**** O MATERIAL ****
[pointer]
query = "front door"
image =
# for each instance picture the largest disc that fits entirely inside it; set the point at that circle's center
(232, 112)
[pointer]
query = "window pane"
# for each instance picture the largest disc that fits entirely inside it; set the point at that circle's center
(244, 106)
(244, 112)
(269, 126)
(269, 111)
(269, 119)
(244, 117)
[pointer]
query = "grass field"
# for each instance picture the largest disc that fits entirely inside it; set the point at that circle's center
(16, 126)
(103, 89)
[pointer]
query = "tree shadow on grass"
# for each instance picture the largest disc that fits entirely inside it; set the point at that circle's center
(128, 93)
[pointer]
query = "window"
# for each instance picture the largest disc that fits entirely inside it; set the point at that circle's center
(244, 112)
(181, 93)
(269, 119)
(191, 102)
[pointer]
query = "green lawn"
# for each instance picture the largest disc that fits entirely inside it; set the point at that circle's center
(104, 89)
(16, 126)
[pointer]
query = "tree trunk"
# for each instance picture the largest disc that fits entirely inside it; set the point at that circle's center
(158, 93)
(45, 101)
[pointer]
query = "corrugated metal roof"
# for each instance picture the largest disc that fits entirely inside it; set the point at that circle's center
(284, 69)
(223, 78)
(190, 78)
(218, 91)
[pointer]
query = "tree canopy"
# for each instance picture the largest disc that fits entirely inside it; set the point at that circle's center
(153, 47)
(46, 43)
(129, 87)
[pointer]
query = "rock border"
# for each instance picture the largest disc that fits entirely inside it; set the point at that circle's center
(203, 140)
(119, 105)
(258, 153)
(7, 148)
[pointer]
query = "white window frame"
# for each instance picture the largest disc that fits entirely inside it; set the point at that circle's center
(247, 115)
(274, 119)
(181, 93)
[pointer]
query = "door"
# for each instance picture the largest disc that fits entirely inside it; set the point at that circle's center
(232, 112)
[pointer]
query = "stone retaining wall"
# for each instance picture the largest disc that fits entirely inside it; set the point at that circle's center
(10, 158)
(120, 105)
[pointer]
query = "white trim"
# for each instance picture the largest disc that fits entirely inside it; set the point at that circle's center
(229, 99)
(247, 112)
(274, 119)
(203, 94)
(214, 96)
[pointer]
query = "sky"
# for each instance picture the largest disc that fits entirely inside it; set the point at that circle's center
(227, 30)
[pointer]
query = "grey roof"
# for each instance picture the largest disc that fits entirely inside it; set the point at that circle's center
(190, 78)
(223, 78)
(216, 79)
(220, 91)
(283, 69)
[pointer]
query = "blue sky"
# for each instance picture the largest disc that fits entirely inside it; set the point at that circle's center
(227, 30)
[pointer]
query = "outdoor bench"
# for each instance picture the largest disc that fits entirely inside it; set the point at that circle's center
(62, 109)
****
**** O MATERIAL ****
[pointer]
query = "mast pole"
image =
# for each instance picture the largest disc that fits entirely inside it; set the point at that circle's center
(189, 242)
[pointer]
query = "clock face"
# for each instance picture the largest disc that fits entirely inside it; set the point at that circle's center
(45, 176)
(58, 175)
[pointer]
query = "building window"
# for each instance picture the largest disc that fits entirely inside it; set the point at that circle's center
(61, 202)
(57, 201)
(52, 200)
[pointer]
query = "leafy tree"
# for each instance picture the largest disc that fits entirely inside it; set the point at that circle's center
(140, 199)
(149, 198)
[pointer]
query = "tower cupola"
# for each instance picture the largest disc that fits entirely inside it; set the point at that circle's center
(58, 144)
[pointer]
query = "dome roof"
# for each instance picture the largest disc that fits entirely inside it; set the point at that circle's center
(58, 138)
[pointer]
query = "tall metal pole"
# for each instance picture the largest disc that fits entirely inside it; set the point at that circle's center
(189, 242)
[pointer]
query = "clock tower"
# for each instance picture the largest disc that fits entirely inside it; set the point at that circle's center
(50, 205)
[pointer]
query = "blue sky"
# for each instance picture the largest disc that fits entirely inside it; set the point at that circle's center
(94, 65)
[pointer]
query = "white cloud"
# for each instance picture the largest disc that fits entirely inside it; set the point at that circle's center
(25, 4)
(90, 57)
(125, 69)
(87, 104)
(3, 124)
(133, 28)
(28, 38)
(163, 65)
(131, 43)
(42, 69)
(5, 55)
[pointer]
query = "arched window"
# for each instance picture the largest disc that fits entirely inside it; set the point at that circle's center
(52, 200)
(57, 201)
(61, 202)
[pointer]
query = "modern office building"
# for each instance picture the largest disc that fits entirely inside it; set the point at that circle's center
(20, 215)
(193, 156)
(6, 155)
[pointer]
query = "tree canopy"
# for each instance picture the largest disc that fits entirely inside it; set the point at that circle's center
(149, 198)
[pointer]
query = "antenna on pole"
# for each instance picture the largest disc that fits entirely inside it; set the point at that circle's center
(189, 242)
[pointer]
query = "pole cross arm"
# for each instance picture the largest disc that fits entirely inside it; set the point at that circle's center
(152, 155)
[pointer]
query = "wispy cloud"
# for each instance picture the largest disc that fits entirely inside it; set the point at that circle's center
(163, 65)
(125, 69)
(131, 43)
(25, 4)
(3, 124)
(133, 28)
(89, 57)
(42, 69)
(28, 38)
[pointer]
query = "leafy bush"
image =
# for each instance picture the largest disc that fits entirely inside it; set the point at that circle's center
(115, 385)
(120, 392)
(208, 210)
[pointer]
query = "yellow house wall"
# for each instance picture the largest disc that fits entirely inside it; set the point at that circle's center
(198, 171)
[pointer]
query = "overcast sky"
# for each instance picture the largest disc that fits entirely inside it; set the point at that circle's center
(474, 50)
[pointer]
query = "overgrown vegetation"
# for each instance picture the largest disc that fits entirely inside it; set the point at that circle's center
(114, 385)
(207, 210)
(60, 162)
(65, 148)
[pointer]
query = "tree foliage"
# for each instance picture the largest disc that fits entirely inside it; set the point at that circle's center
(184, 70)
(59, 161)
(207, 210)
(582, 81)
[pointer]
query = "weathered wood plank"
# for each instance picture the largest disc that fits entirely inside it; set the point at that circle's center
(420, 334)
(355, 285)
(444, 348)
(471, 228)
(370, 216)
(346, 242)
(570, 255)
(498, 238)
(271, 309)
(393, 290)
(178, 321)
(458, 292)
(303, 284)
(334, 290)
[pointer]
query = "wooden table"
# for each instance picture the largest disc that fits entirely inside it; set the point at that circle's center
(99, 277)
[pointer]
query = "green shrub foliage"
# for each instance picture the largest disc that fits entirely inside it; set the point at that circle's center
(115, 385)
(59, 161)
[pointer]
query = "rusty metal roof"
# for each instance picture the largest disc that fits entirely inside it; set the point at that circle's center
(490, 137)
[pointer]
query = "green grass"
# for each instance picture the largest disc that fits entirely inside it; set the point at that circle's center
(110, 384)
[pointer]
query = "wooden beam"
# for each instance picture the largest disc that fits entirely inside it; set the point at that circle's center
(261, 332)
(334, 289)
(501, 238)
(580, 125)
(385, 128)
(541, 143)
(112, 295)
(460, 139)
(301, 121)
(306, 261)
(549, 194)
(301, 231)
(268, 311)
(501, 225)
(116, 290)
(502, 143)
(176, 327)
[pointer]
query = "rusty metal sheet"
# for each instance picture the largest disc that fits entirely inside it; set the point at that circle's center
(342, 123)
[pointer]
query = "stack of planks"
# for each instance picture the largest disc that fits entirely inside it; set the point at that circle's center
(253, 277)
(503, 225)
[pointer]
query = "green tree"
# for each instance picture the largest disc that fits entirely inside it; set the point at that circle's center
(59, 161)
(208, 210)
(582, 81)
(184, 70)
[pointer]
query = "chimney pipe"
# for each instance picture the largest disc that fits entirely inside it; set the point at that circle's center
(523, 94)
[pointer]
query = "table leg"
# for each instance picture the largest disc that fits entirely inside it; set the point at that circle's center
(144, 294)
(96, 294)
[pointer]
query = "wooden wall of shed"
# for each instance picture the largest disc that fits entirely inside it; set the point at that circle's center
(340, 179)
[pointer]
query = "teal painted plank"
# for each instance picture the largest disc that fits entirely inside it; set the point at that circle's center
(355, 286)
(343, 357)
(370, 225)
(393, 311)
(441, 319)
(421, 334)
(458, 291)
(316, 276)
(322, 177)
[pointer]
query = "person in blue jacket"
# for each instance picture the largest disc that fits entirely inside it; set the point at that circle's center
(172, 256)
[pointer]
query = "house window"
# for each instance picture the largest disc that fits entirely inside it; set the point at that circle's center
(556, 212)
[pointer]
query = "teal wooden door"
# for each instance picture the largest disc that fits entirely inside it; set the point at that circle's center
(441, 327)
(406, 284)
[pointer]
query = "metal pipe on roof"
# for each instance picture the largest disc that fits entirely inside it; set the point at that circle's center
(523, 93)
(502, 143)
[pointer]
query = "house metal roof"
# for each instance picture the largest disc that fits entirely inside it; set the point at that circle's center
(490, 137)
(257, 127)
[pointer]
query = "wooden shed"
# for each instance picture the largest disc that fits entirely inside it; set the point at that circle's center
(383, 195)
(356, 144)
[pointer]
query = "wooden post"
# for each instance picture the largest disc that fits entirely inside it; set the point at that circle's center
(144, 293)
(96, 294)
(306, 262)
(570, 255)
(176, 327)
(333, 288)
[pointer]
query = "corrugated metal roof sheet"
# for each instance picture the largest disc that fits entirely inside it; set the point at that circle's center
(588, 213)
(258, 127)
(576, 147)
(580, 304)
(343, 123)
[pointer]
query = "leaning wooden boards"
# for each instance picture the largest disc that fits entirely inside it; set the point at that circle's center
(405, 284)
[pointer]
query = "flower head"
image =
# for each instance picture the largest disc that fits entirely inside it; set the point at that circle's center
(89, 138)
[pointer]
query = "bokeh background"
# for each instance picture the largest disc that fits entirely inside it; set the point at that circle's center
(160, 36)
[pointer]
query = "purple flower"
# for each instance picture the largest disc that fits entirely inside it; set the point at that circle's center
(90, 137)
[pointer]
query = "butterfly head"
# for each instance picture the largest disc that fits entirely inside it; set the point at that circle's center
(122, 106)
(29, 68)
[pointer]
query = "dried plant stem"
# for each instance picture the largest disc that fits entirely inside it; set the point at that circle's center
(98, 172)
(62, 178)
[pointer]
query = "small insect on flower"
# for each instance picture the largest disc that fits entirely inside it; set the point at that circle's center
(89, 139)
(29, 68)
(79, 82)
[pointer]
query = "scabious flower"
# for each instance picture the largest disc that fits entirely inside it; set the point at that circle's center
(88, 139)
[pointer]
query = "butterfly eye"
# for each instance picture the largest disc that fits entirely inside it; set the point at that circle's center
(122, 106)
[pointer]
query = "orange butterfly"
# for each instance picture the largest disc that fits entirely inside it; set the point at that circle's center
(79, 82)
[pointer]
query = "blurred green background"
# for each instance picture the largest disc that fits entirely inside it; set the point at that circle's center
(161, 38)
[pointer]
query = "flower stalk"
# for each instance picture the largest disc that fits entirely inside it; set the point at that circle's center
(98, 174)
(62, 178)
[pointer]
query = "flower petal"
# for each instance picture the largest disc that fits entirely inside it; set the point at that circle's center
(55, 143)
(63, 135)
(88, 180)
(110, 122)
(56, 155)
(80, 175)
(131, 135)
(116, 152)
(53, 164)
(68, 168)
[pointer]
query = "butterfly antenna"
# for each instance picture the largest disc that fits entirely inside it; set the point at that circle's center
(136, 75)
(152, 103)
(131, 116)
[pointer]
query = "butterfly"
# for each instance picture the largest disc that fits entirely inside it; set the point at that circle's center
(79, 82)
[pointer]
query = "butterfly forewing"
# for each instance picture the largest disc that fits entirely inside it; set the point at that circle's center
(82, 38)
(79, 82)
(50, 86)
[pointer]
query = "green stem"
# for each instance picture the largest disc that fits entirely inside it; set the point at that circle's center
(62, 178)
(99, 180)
****
**** O MATERIAL ****
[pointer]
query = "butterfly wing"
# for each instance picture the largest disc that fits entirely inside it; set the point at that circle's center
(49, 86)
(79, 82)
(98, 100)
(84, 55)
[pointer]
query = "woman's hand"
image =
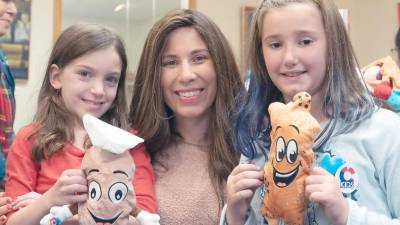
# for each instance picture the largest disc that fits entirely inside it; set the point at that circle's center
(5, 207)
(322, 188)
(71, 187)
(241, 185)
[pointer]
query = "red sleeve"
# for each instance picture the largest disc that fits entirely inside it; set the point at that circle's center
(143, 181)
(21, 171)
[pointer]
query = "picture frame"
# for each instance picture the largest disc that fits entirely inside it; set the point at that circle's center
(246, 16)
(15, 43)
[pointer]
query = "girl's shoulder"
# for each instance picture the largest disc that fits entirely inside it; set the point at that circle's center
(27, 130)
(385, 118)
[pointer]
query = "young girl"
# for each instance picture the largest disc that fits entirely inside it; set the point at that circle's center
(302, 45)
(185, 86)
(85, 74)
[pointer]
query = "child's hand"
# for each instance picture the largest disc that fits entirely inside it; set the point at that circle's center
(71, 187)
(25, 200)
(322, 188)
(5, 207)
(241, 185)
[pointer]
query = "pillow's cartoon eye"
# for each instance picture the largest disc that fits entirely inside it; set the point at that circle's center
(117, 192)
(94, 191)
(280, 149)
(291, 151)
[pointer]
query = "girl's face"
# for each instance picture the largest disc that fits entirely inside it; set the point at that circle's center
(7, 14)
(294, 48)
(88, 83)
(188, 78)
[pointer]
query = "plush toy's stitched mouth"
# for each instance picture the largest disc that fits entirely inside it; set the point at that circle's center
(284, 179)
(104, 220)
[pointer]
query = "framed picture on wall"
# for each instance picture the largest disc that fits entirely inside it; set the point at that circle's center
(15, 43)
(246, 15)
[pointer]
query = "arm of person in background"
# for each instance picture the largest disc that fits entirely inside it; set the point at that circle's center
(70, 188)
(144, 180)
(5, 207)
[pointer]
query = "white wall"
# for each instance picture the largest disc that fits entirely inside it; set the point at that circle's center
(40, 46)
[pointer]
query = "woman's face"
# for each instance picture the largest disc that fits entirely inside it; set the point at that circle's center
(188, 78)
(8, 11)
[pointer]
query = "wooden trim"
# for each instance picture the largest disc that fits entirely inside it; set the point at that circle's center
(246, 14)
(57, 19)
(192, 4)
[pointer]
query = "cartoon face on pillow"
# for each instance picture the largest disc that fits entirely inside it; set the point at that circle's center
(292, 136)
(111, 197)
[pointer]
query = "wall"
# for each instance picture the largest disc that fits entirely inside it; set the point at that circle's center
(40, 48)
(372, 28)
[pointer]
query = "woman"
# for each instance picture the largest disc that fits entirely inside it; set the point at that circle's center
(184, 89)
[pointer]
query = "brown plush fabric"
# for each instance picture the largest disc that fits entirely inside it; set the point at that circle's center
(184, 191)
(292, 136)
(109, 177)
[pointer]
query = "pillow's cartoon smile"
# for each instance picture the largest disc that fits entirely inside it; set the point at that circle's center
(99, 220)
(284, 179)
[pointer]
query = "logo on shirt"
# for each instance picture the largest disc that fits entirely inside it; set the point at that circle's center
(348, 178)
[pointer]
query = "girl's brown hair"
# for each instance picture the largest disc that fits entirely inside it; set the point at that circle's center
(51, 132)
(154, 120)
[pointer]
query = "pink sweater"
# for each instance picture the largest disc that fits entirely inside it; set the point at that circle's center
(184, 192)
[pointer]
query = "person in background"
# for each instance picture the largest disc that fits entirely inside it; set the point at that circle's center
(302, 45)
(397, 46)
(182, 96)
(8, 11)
****
SEU OBJETIVO –
Liste todas as linhas do material acima em que aparece a palavra "wooden", copiando cada uma por inteiro.

RESPOSTA DO EXERCÍCIO –
query = "wooden table"
query = "wooden beam"
query = "wooden wall of shed"
query = "teal wooden door"
query = "wooden shed"
query = "wooden post"
query = "leaning wooden boards"
query = "wooden trim"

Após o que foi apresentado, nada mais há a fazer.